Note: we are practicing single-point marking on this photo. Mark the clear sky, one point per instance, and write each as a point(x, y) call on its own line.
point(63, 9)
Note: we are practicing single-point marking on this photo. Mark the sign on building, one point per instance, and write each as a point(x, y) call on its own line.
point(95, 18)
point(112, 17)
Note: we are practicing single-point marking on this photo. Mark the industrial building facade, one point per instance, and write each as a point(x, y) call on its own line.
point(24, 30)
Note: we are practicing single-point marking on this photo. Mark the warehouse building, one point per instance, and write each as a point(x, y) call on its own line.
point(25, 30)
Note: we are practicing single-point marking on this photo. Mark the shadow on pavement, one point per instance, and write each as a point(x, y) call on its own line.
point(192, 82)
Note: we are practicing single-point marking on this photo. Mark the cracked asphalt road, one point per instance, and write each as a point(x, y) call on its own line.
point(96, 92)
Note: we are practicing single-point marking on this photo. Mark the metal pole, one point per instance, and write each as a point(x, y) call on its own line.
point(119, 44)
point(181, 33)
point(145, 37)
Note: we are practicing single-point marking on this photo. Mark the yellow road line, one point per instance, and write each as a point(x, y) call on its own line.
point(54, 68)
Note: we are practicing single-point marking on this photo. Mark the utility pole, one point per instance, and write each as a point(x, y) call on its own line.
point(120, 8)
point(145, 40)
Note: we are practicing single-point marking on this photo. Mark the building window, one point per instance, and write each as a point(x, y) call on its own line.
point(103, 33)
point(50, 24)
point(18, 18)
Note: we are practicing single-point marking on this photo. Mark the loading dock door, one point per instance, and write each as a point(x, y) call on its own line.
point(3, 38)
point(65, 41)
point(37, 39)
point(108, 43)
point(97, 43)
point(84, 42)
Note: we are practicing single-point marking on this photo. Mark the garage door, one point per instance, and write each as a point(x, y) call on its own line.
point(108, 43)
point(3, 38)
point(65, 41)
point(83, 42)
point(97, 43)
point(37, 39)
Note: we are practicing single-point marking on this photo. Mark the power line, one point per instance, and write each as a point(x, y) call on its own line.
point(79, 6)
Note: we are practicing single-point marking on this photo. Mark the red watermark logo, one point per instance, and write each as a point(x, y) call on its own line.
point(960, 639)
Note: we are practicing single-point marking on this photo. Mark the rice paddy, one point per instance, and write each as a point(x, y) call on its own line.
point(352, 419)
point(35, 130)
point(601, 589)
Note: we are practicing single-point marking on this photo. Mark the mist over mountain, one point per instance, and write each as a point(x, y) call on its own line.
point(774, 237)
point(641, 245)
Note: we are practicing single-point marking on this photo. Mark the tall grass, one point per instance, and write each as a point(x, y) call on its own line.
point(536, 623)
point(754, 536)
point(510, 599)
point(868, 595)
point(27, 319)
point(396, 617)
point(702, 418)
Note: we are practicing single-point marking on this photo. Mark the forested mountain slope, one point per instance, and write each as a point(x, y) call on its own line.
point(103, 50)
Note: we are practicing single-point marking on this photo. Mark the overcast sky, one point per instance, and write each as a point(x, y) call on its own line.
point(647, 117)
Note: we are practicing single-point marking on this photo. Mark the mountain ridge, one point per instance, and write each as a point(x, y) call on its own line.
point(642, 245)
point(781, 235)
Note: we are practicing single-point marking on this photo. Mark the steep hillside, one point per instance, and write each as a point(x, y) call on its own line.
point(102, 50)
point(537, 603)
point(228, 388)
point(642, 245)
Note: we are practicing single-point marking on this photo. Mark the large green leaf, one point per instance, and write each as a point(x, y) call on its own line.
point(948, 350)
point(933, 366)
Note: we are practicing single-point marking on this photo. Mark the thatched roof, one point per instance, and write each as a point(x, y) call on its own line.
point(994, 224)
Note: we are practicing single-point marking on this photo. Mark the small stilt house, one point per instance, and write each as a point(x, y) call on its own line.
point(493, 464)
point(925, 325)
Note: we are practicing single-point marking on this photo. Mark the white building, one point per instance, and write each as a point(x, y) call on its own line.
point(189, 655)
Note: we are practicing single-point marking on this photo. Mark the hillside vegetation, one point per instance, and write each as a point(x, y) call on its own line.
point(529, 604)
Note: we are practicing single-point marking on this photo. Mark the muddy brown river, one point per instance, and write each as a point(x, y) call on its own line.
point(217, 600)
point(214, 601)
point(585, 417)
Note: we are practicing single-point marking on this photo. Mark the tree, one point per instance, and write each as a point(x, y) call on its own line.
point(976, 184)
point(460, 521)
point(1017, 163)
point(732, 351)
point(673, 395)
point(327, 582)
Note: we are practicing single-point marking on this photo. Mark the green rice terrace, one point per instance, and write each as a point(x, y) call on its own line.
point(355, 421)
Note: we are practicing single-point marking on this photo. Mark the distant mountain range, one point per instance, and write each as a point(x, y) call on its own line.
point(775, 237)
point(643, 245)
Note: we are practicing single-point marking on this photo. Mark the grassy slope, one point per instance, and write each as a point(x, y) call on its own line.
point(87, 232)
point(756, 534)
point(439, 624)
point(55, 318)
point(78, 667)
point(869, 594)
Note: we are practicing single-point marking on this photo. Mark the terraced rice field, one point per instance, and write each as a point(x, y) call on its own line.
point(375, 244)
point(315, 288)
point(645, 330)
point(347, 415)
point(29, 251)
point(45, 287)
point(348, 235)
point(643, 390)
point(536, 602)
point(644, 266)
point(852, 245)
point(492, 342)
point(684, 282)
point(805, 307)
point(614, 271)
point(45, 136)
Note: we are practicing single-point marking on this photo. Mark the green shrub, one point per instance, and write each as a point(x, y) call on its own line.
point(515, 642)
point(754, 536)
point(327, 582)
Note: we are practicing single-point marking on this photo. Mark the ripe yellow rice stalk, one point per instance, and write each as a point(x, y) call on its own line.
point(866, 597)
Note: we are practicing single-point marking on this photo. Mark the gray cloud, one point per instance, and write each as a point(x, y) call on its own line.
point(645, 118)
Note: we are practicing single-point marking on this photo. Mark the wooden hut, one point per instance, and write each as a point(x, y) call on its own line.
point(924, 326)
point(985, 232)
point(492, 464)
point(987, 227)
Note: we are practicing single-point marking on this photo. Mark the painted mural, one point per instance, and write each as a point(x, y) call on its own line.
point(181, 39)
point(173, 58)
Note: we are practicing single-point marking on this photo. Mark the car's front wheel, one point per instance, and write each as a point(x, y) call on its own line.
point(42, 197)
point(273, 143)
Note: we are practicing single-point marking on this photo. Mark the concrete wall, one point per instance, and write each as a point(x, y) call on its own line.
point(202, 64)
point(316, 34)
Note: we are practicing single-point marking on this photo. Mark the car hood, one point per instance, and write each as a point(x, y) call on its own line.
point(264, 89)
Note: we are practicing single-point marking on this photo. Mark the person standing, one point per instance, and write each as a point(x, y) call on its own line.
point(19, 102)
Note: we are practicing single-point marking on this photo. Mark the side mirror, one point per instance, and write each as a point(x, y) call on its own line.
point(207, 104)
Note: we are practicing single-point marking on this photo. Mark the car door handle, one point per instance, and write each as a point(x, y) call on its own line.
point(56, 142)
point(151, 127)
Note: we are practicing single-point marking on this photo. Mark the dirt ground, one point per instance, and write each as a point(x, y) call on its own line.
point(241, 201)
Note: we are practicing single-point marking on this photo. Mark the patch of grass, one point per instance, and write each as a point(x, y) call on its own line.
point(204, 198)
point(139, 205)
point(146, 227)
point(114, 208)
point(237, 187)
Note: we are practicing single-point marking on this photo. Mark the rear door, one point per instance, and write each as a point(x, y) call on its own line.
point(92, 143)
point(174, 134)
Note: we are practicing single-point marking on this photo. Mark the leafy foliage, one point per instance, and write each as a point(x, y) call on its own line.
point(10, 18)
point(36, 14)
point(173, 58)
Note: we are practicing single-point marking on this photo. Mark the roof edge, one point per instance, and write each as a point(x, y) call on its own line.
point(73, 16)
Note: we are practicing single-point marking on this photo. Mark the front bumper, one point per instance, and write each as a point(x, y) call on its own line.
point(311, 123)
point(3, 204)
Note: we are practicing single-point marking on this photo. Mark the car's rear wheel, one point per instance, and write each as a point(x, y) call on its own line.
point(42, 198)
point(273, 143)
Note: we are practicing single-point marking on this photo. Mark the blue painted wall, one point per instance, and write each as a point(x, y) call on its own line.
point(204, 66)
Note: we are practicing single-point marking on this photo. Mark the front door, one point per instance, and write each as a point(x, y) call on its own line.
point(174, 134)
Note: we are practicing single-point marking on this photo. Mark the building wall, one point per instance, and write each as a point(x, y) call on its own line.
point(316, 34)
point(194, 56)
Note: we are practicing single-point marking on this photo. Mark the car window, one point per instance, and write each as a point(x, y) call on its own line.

—————

*Goal of the exercise*: Pull out the rows starting with the line that contains "Mark the roof" and going on through the last line of the rows, and reproduce each line word for word.

*Answer for this exercise*:
Note: we are practicing single-point marking on this photo. Mark the roof edge, one point per instance, and write each as a point(x, y) call on its own line.
point(73, 16)
Note: we are practicing single-point marking on this photo. Mark the front bumper, one point per instance, and write each as a point(x, y) call on its own line.
point(311, 123)
point(3, 204)
Note: we are practicing single-point marking on this photo. Mark the car's rear wheel, one point per instance, and write each as a point(x, y) call on its own line.
point(42, 198)
point(273, 143)
Note: we are practicing single-point marking on this photo. Mark the blue painted wall, one point per instance, and write each as a point(x, y) call on its own line.
point(204, 66)
Note: we are practicing single-point marking on this photo. Mark the front door, one point per instance, and write each as a point(x, y) call on its own line.
point(174, 134)
Note: we are practicing single-point marking on this photo. Mark the building wall, one point per instance, and write each as a point(x, y) call on its own line.
point(316, 34)
point(194, 56)
Note: we are practicing single-point marking on this photo. Mark the car window, one point per instance, and write each as a point(x, y) call on its own line.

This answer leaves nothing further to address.